→ **Okuma metni**:
┄┄┄┄┄┄┄┄┄┄┄┄┄┄┄┄┄┄┄┄
Dilhan Yılmaz/İstanbul
Hemşire filmini yapma düşüncesi nasıl gelişti?
Tutsak yakını olarak uzun yıllar cezaevlerine ziyaretçi olarak gittim. Kaçınılmaz olarak cezaevi operasyonlarına, ölüm oruçlarına da sıkça şahit oldum. Dostlarımı ve kardeşim Lale’yi farklı zamanlarda yapılan bu eylemlerde kaybettim. Bu değerli zaman dilimlerinde acı tatlı birçok hikâyenin de toplayıcısı oldum. Biriktirdiklerim bana ağır geldiğinde ise onları yazıya dökmeye başladım. Yaşadıklarımı kısa bir süreliğine de olsa unutmanın tek yolu bu gibi gözüküyordu. Bunun doğru bir yol olup olmadığından bugün bile emin değilim. Hemşire, işte bu anılar zincirine eklediğim ve hayata geçirmek için birçok insanın desteğiyle yola çıkarttığım hikâyelerden biri.
┄┄┄┄┄┄┄┄┄┄┄┄┄┄┄┄┄┄┄┄
→ **Mevcut veriler**:
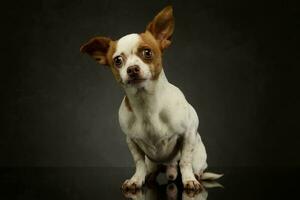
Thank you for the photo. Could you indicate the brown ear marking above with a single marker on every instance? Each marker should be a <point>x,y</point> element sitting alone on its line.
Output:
┄┄┄┄┄┄┄┄┄┄┄┄┄┄┄┄┄┄┄┄
→ **Görev hedefi A**: Okuma metninde "Dilhan Yılmaz/İstanbul" ile başlayıp aşağıya doğru "çıkarttığım hikâyelerden biri." ile biten her şeyi kelimesi kelimesine aktarın.
→ **Görev hedefi B**: Okuma metnine göre anlatıcı, biriktirdikleri kendisine ağır geldiğinde ne yapmaya başlamış?

→ **Görev yanıtı A**:
Dilhan Yılmaz/İstanbul
Hemşire filmini yapma düşüncesi nasıl gelişti?
Tutsak yakını olarak uzun yıllar cezaevlerine ziyaretçi olarak gittim. Kaçınılmaz olarak cezaevi operasyonlarına, ölüm oruçlarına da sıkça şahit oldum. Dostlarımı ve kardeşim Lale’yi farklı zamanlarda yapılan bu eylemlerde kaybettim. Bu değerli zaman dilimlerinde acı tatlı birçok hikâyenin de toplayıcısı oldum. Biriktirdiklerim bana ağır geldiğinde ise onları yazıya dökmeye başladım. Yaşadıklarımı kısa bir süreliğine de olsa unutmanın tek yolu bu gibi gözüküyordu. Bunun doğru bir yol olup olmadığından bugün bile emin değilim. Hemşire, işte bu anılar zincirine eklediğim ve hayata geçirmek için birçok insanın desteğiyle yola çıkarttığım hikâyelerden biri.

→ **Görev yanıtı B**: Onları yazıya dökmeye başlamış.